• **Task description**
Could you give the whole listing again, exactly as it reads?

Data provided below:

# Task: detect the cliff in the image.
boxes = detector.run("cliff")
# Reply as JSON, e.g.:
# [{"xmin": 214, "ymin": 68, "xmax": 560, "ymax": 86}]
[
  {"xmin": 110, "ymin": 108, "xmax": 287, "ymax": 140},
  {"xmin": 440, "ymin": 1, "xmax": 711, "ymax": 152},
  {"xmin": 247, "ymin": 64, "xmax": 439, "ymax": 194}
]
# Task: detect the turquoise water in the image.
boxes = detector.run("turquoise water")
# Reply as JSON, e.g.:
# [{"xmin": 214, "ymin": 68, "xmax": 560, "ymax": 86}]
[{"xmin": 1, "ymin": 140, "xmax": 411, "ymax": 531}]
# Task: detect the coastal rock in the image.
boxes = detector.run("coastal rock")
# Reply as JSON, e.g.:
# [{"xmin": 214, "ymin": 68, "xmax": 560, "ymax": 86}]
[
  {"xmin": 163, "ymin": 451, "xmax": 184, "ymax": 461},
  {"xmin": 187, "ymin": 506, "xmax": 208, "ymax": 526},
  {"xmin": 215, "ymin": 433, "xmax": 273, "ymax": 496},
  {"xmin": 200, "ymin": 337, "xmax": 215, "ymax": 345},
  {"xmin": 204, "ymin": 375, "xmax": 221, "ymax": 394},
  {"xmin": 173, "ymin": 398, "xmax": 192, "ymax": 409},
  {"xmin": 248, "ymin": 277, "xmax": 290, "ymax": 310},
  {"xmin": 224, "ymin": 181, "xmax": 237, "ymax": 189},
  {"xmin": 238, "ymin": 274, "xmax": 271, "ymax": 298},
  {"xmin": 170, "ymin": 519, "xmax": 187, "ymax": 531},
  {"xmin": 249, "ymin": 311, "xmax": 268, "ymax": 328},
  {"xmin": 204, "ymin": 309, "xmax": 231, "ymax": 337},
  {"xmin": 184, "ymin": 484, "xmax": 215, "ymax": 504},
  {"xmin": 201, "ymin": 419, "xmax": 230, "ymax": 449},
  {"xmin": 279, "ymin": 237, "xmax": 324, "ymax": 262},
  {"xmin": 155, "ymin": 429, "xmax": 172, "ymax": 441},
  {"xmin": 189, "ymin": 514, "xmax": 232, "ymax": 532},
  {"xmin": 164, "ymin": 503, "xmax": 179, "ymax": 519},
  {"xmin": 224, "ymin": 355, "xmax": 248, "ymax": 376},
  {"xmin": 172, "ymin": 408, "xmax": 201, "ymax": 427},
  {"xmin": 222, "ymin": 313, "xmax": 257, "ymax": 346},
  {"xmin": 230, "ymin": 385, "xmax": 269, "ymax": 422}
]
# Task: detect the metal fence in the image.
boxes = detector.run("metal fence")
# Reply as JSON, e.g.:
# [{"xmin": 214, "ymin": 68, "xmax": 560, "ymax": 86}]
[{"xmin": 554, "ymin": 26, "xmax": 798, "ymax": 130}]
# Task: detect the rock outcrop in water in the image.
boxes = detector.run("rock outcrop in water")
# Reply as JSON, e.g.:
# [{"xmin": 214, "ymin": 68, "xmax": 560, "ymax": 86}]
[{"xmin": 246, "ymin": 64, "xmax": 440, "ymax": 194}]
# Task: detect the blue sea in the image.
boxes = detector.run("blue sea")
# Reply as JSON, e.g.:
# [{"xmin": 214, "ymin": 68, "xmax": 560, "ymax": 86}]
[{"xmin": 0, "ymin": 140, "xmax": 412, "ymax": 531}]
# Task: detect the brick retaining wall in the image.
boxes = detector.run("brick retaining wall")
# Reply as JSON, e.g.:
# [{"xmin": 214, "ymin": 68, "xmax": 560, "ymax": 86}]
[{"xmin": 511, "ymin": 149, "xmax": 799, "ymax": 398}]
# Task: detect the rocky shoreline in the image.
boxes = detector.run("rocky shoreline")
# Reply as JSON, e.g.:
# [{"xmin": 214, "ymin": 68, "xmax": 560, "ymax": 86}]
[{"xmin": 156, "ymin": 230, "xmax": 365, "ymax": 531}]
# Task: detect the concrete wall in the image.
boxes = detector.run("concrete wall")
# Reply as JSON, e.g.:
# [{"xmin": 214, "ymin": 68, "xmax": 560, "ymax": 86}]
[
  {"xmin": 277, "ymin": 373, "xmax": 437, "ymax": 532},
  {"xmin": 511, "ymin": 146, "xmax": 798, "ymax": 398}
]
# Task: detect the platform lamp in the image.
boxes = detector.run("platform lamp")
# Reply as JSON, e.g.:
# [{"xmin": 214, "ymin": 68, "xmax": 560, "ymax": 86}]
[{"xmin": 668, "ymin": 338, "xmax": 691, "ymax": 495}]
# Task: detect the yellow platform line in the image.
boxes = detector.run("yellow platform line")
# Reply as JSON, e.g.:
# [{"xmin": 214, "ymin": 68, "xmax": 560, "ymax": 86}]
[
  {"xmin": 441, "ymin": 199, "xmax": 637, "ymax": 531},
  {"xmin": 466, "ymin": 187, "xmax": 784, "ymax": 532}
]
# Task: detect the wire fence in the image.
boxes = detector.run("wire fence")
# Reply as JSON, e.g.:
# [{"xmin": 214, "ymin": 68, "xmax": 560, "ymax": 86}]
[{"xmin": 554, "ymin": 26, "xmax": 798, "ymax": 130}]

End of Data provided.

• **Written solution**
# Task: detect the cliff in the image.
boxes = detector.run("cliff")
# Reply as JSON, e.g.:
# [{"xmin": 214, "ymin": 68, "xmax": 560, "ymax": 86}]
[
  {"xmin": 110, "ymin": 108, "xmax": 287, "ymax": 140},
  {"xmin": 440, "ymin": 1, "xmax": 711, "ymax": 152},
  {"xmin": 247, "ymin": 64, "xmax": 439, "ymax": 194}
]
# Task: detect the turquoise water in the image.
boxes = detector.run("turquoise water")
# Reply as JSON, e.g.:
# [{"xmin": 214, "ymin": 68, "xmax": 560, "ymax": 86}]
[{"xmin": 1, "ymin": 140, "xmax": 411, "ymax": 531}]
# Task: detect the coastal rock in the image.
boxes = detector.run("coastal rock")
# Reply as JSON, e.g.:
# [{"xmin": 214, "ymin": 68, "xmax": 560, "ymax": 86}]
[
  {"xmin": 163, "ymin": 451, "xmax": 184, "ymax": 461},
  {"xmin": 187, "ymin": 506, "xmax": 208, "ymax": 526},
  {"xmin": 215, "ymin": 433, "xmax": 273, "ymax": 496},
  {"xmin": 200, "ymin": 337, "xmax": 215, "ymax": 345},
  {"xmin": 204, "ymin": 375, "xmax": 221, "ymax": 394},
  {"xmin": 173, "ymin": 398, "xmax": 192, "ymax": 409},
  {"xmin": 248, "ymin": 277, "xmax": 290, "ymax": 310},
  {"xmin": 224, "ymin": 181, "xmax": 237, "ymax": 189},
  {"xmin": 238, "ymin": 274, "xmax": 271, "ymax": 298},
  {"xmin": 170, "ymin": 519, "xmax": 187, "ymax": 531},
  {"xmin": 249, "ymin": 311, "xmax": 268, "ymax": 328},
  {"xmin": 204, "ymin": 309, "xmax": 231, "ymax": 337},
  {"xmin": 184, "ymin": 484, "xmax": 215, "ymax": 504},
  {"xmin": 201, "ymin": 419, "xmax": 230, "ymax": 449},
  {"xmin": 279, "ymin": 237, "xmax": 324, "ymax": 262},
  {"xmin": 155, "ymin": 429, "xmax": 172, "ymax": 441},
  {"xmin": 189, "ymin": 514, "xmax": 232, "ymax": 532},
  {"xmin": 164, "ymin": 503, "xmax": 179, "ymax": 519},
  {"xmin": 224, "ymin": 355, "xmax": 248, "ymax": 376},
  {"xmin": 172, "ymin": 408, "xmax": 201, "ymax": 427},
  {"xmin": 222, "ymin": 313, "xmax": 257, "ymax": 346},
  {"xmin": 230, "ymin": 385, "xmax": 269, "ymax": 422}
]
# Task: detect the metal fence in the image.
boxes = detector.run("metal fence")
# Reply as JSON, e.g.:
# [{"xmin": 214, "ymin": 68, "xmax": 560, "ymax": 86}]
[{"xmin": 554, "ymin": 26, "xmax": 798, "ymax": 130}]
# Task: detect the rock outcrop in water in the image.
boxes = detector.run("rock outcrop in water")
# Reply as JSON, e.g.:
# [{"xmin": 214, "ymin": 68, "xmax": 560, "ymax": 86}]
[{"xmin": 246, "ymin": 64, "xmax": 440, "ymax": 194}]
# Task: detect the blue sea in the image.
boxes = detector.run("blue sea")
# Reply as JSON, e.g.:
# [{"xmin": 214, "ymin": 68, "xmax": 560, "ymax": 86}]
[{"xmin": 0, "ymin": 140, "xmax": 412, "ymax": 531}]
# Task: detect the brick retaining wall in the image.
boxes = detector.run("brick retaining wall")
# Reply as JSON, e.g.:
# [{"xmin": 214, "ymin": 68, "xmax": 560, "ymax": 86}]
[{"xmin": 511, "ymin": 149, "xmax": 799, "ymax": 398}]
# Task: detect the rocky shoreline in the image.
boxes = detector.run("rocky shoreline")
# Reply as JSON, e.g.:
# [{"xmin": 214, "ymin": 68, "xmax": 560, "ymax": 86}]
[{"xmin": 156, "ymin": 230, "xmax": 365, "ymax": 531}]
# Task: detect the concrete wall in the image.
boxes = detector.run("concrete wall")
# Reply as JSON, e.g.:
# [{"xmin": 214, "ymin": 68, "xmax": 560, "ymax": 86}]
[
  {"xmin": 277, "ymin": 373, "xmax": 437, "ymax": 532},
  {"xmin": 511, "ymin": 146, "xmax": 798, "ymax": 398}
]
# Task: detect the platform lamp in the image.
boxes = detector.run("platform lamp")
# Reply as JSON, e.g.:
# [{"xmin": 214, "ymin": 68, "xmax": 560, "ymax": 86}]
[{"xmin": 668, "ymin": 338, "xmax": 691, "ymax": 495}]
# Task: detect the yellow platform line in the image.
boxes = detector.run("yellow platform line")
# Reply as JSON, e.g.:
# [{"xmin": 214, "ymin": 68, "xmax": 560, "ymax": 86}]
[
  {"xmin": 441, "ymin": 199, "xmax": 637, "ymax": 531},
  {"xmin": 466, "ymin": 187, "xmax": 784, "ymax": 532}
]
# Task: detect the wire fence in the image.
boxes = detector.run("wire fence")
# Reply as JSON, e.g.:
# [{"xmin": 214, "ymin": 68, "xmax": 560, "ymax": 86}]
[{"xmin": 554, "ymin": 26, "xmax": 798, "ymax": 130}]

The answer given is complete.